Every line from the one bearing "Return one point per instance of the wing" through the last line of the entries should be printed exactly, with no other output.

- Exercise materials:

◆ ◆ ◆ ◆ ◆

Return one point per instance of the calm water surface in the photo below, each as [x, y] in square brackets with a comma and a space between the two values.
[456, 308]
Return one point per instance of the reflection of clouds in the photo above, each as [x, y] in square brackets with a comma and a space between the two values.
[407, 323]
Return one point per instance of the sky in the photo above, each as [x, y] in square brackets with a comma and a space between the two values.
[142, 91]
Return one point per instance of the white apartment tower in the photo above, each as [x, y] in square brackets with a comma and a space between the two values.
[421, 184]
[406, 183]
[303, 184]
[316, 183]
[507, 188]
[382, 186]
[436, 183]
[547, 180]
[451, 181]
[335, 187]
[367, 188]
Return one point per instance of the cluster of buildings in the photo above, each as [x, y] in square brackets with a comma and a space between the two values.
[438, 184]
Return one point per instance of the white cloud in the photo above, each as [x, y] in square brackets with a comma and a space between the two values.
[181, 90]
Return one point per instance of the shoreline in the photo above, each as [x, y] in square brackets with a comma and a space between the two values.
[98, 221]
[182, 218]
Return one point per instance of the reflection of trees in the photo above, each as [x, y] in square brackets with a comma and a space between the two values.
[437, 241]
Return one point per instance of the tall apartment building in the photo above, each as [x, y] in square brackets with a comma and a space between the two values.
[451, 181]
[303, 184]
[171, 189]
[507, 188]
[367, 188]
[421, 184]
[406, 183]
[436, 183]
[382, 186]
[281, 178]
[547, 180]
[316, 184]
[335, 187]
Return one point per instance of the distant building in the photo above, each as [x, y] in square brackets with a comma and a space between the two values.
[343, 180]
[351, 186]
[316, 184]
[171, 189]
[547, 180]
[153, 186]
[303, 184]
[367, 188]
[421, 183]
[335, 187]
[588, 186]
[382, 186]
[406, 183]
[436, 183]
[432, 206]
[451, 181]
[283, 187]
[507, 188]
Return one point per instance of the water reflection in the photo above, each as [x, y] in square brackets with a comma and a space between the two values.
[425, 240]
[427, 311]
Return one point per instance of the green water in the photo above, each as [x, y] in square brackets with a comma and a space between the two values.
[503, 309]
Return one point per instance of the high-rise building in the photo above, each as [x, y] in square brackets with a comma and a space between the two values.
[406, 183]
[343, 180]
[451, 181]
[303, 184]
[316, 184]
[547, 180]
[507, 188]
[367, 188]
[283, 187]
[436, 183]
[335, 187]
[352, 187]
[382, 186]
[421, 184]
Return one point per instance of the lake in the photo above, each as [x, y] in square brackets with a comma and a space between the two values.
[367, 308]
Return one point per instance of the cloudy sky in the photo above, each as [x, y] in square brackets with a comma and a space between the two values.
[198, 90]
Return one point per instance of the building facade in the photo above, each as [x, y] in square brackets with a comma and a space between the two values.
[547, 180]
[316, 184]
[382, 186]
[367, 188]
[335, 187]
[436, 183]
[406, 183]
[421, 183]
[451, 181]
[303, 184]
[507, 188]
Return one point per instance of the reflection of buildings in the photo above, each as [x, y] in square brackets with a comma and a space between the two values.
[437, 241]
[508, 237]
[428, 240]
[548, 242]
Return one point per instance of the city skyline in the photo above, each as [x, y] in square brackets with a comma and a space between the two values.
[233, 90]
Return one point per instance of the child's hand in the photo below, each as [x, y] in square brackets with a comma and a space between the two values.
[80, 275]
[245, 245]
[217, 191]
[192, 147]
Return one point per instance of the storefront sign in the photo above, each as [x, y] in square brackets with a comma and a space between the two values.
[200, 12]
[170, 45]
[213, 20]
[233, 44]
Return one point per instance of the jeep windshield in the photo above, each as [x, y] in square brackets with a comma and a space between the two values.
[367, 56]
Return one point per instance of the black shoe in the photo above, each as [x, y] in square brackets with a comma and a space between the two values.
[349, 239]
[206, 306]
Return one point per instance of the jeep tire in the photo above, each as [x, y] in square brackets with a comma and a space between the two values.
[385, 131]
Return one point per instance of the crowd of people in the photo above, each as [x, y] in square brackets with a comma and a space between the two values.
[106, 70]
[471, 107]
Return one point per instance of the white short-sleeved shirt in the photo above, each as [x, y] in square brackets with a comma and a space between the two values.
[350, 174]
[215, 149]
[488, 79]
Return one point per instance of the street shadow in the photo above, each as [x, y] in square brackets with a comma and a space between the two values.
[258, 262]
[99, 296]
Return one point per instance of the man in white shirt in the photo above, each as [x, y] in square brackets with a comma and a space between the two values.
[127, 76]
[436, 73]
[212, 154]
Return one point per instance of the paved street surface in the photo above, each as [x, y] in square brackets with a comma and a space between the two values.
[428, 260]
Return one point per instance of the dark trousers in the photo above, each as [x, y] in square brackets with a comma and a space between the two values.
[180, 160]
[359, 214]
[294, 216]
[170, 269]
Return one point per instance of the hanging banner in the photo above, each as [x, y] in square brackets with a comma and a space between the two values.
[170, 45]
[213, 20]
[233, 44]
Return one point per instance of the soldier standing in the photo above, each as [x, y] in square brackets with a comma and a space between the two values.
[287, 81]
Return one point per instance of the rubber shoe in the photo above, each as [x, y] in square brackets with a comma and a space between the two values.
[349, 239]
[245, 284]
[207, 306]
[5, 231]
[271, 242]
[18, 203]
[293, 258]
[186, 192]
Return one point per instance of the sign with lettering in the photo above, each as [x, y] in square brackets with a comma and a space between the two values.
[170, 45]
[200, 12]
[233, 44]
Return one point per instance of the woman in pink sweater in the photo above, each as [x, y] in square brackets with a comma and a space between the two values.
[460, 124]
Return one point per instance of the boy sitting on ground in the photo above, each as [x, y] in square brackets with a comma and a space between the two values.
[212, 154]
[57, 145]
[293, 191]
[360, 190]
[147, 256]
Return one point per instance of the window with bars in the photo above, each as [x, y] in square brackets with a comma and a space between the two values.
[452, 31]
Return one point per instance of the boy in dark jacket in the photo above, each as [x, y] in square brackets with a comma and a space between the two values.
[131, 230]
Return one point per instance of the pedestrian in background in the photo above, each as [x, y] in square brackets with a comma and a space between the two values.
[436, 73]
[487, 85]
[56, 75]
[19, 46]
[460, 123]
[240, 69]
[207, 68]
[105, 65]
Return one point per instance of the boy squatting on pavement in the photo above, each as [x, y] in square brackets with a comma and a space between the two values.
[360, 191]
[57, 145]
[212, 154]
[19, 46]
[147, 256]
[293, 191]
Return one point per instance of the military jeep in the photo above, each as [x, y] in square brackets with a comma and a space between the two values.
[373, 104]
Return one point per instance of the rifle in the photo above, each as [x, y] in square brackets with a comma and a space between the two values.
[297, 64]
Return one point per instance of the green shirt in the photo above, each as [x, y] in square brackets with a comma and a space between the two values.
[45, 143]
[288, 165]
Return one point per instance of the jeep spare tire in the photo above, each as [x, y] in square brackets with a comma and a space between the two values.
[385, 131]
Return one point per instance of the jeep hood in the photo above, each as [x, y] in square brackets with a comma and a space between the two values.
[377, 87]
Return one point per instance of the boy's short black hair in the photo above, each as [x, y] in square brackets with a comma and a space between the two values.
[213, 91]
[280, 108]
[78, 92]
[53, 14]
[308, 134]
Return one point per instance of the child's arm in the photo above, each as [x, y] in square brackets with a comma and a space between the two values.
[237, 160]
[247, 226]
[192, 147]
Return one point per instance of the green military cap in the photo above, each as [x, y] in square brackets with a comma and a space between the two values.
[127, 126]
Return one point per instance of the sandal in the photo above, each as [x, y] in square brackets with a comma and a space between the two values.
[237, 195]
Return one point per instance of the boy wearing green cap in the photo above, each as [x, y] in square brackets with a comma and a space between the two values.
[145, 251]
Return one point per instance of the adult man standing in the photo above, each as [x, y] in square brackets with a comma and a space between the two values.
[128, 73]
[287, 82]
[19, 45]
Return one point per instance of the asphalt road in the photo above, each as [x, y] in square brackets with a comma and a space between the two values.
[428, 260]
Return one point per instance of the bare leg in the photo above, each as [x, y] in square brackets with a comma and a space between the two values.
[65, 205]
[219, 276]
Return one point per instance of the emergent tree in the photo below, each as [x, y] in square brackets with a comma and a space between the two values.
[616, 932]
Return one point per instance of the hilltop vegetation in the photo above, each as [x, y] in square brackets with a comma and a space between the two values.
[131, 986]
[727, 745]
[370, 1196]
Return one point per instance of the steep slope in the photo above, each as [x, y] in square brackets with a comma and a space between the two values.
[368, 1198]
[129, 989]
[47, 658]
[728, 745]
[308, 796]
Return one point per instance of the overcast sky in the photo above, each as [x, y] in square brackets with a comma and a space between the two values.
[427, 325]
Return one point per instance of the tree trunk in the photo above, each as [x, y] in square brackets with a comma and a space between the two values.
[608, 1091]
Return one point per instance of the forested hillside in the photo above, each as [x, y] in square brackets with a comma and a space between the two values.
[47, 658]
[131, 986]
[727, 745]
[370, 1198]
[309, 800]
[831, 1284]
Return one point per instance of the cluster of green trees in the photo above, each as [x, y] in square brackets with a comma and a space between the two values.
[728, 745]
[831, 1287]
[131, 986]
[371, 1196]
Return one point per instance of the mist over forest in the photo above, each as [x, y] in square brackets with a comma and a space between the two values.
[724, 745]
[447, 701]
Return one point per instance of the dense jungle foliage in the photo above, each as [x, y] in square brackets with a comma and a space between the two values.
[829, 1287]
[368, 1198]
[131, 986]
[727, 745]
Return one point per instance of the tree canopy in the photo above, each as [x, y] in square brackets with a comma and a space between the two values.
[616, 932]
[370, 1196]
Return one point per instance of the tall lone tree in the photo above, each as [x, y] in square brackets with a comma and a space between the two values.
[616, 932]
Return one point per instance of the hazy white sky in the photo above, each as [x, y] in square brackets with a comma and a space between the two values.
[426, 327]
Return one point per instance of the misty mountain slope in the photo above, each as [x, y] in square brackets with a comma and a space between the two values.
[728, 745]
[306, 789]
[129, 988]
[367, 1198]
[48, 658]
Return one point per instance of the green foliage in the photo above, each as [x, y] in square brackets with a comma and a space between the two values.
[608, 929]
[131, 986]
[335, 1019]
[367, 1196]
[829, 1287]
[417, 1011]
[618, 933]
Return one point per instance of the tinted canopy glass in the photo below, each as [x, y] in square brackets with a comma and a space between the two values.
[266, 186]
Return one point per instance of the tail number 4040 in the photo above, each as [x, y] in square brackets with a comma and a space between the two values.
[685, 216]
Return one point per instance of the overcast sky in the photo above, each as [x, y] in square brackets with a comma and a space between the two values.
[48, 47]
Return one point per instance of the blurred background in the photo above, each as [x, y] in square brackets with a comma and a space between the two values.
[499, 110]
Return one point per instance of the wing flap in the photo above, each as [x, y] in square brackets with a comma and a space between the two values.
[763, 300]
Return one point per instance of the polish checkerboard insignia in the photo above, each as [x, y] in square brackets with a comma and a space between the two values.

◆ ◆ ◆ ◆ ◆

- Answer:
Return one point per instance of the wing flap in the photo above, each as [x, y] in square brackets with a comma and a space between the two values.
[763, 300]
Return one point per instance of the polish checkerboard insignia in the photo above, each as [x, y] in square brackets with a comma and a space between the two values.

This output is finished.